__Data shown__:
◆ ◆ ◆ ◆ ◆
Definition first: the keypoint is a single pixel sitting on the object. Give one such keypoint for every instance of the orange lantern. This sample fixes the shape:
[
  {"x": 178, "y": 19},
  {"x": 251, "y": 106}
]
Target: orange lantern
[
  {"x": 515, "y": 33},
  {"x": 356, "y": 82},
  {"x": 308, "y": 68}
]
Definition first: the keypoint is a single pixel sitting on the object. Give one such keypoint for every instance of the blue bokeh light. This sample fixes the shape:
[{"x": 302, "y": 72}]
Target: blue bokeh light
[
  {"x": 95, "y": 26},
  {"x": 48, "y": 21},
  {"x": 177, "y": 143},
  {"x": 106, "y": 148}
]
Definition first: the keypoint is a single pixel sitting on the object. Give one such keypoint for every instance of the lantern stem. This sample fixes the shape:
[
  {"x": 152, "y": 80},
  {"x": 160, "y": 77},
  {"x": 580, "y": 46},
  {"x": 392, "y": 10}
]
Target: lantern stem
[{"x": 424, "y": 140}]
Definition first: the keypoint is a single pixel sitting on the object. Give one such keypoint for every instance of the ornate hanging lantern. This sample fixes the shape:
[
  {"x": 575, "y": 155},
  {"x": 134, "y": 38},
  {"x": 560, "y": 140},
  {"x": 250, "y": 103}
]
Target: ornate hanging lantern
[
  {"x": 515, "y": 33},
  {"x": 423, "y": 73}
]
◆ ◆ ◆ ◆ ◆
__Directive__: Starting at the line that contains "of the blue" and ending at the last line, reproduce the lines, requests included, offsetting every x and y coordinate in the answers by -114 and leaving the requests' numbers unchanged.

__Task response__:
Definition first: the keypoint is a single pixel sitting on the object. Give one such keypoint for every instance of the blue bokeh light. This sample fixes the shape:
[{"x": 302, "y": 72}]
Target: blue bokeh light
[
  {"x": -19, "y": -88},
  {"x": -66, "y": -93},
  {"x": 63, "y": 29},
  {"x": -8, "y": 34}
]
Definition first: the keypoint is a single pixel sitting on the object. Give one such keypoint for every instance of the lantern stem. This sample fixes the shape:
[
  {"x": 152, "y": 80},
  {"x": 160, "y": 77},
  {"x": 580, "y": 46},
  {"x": 392, "y": 10}
]
Target: lantern stem
[{"x": 310, "y": 26}]
Definition first: the keypoint is a single pixel sitting on the object. Give one such keypoint for every instance of the ornate hanging lantern. This sample fixes the shape:
[
  {"x": 575, "y": 155},
  {"x": 134, "y": 38},
  {"x": 560, "y": 140},
  {"x": 250, "y": 103}
]
Target: ornate hanging lantern
[
  {"x": 401, "y": -81},
  {"x": 309, "y": -41}
]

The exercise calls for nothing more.